In the material below, locate each line that contains the word "point" and copy those lines. Case counts.

**Material for this task**:

—————

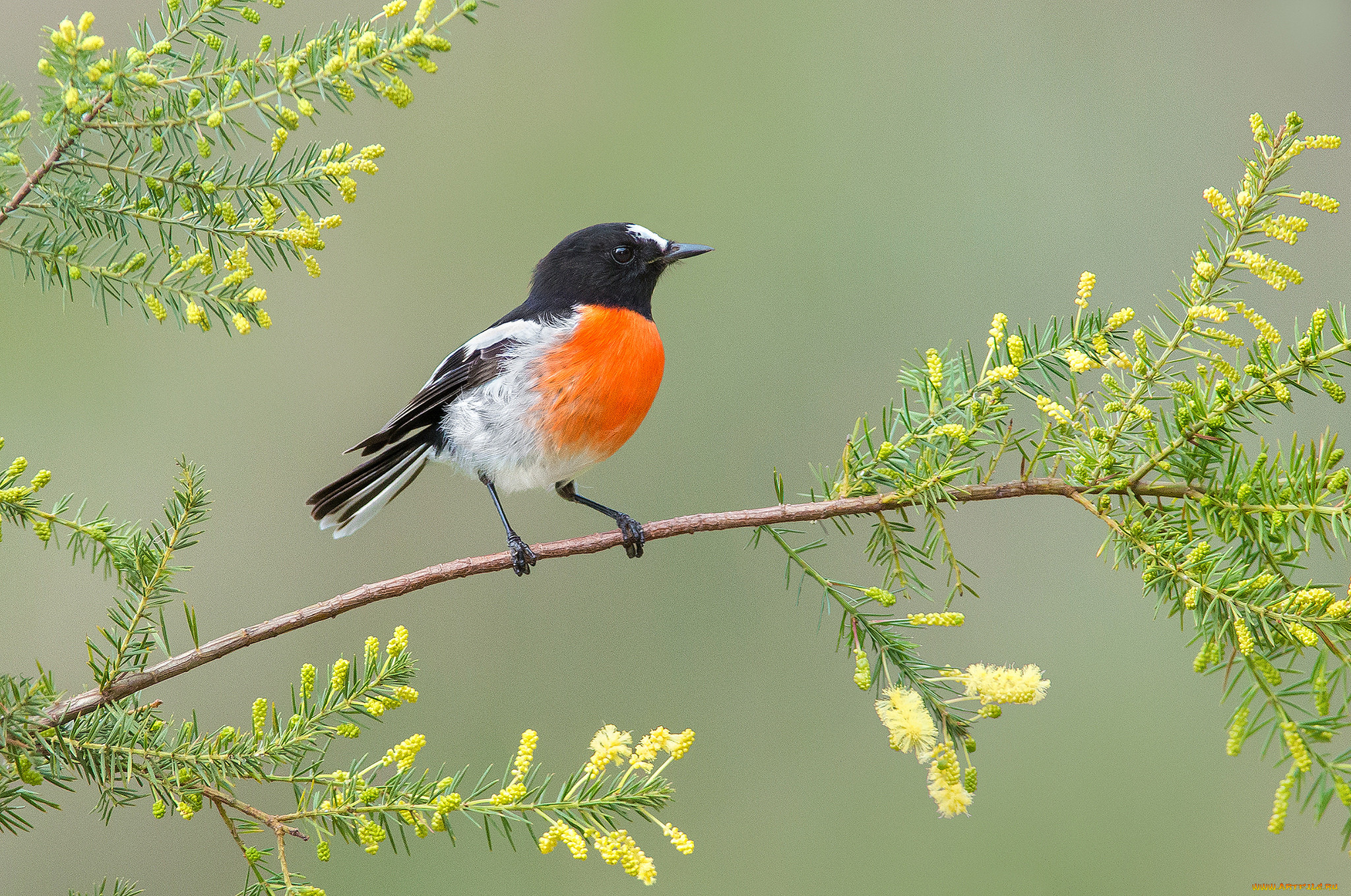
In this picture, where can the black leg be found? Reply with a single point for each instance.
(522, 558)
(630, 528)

—————

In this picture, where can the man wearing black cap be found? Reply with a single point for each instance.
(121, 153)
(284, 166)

—————

**Exercise solution**:
In this picture, where can the black leg be found? Reply with a single point for each instance.
In this picture, where can the man wearing black cap be found? Reply with a single point for each instance.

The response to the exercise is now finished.